**Work to be completed**
Count the lines in the items below that contain the word "arched" and give only that number.
## Begin Available data
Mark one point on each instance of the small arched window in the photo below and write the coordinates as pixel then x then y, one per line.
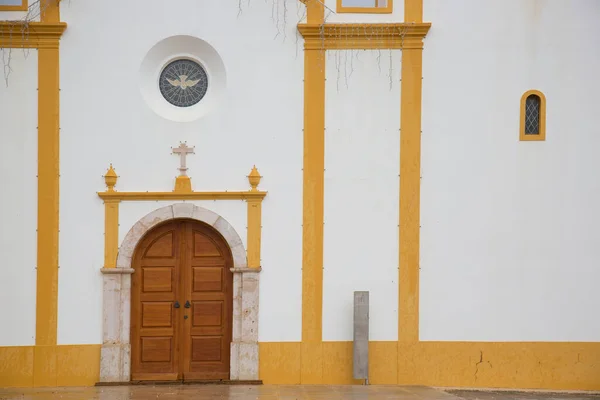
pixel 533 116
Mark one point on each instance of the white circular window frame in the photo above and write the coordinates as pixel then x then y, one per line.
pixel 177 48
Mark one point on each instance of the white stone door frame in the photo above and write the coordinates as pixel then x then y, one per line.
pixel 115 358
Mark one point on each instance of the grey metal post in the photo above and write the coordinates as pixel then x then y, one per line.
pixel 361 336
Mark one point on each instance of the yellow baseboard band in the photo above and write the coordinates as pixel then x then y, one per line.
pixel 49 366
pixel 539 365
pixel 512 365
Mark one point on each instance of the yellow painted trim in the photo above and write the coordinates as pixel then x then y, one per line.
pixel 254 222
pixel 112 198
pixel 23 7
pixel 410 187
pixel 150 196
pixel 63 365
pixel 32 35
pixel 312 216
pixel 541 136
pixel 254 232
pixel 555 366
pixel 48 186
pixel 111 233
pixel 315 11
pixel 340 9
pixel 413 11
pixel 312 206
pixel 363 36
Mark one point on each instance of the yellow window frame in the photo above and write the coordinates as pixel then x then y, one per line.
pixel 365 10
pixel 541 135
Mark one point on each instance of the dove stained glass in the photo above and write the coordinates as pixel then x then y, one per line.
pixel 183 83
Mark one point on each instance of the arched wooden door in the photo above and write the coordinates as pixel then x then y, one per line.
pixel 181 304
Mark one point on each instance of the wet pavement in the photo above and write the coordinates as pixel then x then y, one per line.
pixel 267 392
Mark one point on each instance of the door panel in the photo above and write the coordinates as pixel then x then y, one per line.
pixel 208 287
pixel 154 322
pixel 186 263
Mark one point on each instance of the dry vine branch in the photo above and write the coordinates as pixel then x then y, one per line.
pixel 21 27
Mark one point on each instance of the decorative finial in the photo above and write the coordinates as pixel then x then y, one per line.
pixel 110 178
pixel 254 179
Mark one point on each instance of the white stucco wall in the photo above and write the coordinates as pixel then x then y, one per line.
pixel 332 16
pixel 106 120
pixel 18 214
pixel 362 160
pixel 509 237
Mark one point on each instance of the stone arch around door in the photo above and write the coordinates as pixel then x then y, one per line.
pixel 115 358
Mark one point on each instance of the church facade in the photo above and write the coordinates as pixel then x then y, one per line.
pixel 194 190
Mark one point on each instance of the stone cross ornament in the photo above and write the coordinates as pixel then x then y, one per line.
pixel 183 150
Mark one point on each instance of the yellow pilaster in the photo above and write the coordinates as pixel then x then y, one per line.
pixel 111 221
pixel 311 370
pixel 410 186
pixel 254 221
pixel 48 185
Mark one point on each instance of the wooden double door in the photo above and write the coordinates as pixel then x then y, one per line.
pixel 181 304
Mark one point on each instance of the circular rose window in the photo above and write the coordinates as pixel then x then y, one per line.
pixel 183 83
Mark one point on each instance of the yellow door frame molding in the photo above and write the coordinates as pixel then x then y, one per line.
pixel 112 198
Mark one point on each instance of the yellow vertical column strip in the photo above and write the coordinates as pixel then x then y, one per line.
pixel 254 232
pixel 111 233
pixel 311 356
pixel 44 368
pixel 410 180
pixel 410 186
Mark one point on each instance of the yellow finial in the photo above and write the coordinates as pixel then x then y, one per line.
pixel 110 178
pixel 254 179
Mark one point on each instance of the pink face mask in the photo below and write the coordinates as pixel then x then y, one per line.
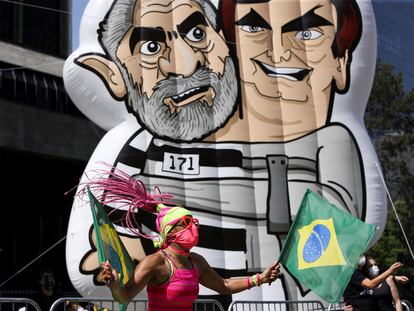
## End Available data
## Begin Available data
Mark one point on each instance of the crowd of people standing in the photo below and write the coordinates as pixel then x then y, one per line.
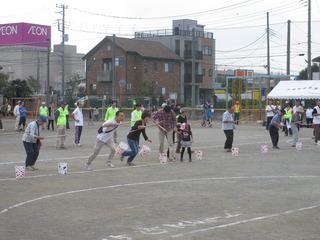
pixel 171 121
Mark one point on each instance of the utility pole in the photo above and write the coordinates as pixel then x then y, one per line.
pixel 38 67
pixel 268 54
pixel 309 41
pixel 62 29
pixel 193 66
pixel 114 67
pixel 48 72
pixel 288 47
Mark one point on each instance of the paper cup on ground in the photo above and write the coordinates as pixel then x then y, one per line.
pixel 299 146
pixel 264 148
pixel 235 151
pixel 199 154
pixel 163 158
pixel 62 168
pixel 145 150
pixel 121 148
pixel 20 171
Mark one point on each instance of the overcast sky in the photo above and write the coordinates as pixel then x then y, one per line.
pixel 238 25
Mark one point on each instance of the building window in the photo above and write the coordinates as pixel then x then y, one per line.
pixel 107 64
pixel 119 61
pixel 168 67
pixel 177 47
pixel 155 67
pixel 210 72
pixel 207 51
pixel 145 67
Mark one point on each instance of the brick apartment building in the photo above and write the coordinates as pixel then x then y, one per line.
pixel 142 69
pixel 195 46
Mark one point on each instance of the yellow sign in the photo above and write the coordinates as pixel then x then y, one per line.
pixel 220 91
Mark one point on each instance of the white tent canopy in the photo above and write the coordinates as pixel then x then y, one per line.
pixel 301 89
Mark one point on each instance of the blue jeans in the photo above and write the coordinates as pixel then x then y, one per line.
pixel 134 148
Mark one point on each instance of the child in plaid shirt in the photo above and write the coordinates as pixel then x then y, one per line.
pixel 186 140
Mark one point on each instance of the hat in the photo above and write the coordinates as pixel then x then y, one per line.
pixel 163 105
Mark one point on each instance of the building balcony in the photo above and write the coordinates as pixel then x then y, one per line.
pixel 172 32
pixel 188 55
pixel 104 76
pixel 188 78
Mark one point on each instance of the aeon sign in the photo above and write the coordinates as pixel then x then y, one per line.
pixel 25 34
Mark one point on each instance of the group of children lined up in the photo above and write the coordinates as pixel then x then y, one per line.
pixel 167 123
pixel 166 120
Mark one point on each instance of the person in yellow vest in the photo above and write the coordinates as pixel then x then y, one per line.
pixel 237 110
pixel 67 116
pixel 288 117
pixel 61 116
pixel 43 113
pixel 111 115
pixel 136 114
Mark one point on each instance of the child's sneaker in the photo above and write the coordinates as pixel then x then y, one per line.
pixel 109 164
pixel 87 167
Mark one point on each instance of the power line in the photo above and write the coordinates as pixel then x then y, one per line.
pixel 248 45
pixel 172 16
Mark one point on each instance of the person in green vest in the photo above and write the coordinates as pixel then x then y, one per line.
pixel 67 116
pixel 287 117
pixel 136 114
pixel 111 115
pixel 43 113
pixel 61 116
## End Available data
## Begin Available data
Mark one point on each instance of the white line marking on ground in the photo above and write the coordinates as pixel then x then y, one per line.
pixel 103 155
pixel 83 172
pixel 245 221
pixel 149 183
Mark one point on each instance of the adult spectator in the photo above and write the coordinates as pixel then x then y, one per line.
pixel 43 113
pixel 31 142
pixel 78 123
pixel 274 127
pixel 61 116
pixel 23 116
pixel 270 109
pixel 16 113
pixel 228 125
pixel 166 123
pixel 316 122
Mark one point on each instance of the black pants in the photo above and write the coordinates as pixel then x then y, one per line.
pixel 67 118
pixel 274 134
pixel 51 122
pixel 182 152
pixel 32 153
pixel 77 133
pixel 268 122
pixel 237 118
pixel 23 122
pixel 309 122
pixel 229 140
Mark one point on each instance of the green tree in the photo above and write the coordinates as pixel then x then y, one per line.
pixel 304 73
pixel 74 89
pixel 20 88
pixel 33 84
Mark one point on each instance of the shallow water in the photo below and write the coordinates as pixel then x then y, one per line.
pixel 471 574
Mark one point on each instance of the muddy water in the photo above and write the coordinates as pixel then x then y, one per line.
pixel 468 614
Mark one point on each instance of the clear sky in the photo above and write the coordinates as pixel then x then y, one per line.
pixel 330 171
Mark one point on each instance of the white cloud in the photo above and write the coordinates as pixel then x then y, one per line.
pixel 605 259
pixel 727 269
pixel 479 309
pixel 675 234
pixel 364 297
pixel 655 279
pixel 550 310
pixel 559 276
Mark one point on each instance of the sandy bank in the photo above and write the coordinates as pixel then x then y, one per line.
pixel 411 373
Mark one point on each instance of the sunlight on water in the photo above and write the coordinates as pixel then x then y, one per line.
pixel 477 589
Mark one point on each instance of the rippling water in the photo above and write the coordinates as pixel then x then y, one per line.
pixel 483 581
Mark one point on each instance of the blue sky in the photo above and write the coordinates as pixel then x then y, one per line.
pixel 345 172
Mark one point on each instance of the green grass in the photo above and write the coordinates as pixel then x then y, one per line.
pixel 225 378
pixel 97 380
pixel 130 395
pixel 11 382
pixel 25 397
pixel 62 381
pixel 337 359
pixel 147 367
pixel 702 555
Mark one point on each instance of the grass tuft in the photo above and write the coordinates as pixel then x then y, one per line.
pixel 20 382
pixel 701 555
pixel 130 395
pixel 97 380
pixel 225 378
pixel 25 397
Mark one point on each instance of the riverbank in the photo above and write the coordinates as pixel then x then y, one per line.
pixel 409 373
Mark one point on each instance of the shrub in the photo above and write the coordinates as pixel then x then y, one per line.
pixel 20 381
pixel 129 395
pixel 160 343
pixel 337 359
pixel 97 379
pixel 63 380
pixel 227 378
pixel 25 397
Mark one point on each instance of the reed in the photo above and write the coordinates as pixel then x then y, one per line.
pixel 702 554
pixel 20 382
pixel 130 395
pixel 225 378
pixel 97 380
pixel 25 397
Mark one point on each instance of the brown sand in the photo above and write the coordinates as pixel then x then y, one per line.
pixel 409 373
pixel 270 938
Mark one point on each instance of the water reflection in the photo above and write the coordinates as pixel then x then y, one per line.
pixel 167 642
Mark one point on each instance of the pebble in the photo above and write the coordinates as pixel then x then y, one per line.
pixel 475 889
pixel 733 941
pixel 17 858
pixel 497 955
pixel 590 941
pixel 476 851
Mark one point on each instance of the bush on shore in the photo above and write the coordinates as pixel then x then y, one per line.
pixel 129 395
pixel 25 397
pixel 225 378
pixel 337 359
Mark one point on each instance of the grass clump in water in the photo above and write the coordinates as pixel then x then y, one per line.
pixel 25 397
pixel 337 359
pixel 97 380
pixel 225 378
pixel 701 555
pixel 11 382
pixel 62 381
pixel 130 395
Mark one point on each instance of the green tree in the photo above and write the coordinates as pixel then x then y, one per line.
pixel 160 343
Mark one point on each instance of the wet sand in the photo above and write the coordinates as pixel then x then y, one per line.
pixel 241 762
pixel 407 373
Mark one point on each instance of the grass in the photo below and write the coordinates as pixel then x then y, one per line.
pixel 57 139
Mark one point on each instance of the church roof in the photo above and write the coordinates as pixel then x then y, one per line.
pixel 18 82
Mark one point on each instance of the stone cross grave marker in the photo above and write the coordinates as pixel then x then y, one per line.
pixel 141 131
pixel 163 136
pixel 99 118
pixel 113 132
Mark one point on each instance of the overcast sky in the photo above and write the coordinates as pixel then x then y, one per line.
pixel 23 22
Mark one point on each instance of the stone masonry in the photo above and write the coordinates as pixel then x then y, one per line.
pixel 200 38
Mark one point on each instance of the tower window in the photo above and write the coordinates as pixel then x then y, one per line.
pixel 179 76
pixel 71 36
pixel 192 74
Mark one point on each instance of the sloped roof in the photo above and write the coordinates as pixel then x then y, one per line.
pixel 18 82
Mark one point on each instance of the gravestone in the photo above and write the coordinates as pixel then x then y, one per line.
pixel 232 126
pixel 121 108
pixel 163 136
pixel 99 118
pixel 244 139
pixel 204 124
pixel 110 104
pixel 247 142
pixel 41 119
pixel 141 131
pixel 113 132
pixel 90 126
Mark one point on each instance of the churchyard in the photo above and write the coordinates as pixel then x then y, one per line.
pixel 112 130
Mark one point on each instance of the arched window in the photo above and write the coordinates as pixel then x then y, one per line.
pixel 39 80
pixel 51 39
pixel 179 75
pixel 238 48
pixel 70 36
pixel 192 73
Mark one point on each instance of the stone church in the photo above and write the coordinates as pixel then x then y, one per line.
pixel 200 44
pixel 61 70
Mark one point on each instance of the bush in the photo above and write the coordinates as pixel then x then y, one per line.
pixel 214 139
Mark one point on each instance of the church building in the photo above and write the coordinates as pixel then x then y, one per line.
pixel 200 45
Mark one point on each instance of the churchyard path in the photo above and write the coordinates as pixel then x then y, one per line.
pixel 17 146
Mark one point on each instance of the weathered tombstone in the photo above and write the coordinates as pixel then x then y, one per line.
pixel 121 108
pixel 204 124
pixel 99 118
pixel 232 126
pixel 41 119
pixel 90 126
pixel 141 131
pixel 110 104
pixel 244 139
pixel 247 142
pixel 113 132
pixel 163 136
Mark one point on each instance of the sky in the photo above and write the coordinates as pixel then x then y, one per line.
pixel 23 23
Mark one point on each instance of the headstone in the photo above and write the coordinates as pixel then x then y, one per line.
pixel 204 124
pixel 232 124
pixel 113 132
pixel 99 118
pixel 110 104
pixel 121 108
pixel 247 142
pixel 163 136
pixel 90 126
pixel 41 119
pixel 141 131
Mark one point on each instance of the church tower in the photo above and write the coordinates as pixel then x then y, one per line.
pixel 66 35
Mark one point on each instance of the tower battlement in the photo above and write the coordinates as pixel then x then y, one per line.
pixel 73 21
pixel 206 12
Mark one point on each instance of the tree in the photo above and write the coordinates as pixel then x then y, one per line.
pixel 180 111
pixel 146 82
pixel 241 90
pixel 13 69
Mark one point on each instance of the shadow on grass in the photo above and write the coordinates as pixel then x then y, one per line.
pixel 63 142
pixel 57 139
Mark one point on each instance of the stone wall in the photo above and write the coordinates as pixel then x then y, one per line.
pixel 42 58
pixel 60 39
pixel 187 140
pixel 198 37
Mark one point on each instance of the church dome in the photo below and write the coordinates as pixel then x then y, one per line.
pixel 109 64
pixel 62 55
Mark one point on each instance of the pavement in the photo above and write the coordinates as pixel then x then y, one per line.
## End Available data
**Result of the task**
3